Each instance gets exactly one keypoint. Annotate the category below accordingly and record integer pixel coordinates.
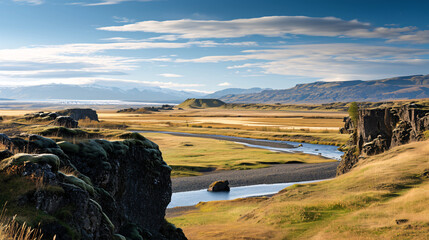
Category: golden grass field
(190, 156)
(362, 204)
(300, 126)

_What the task asks_
Write out the whole listing exactly as it appears, and omit the pictures.

_Task result_
Each instance gets exactly one keypoint. Annotate the category below accordingly and record integer pixel coordinates.
Category: golden grass field
(190, 156)
(362, 204)
(300, 126)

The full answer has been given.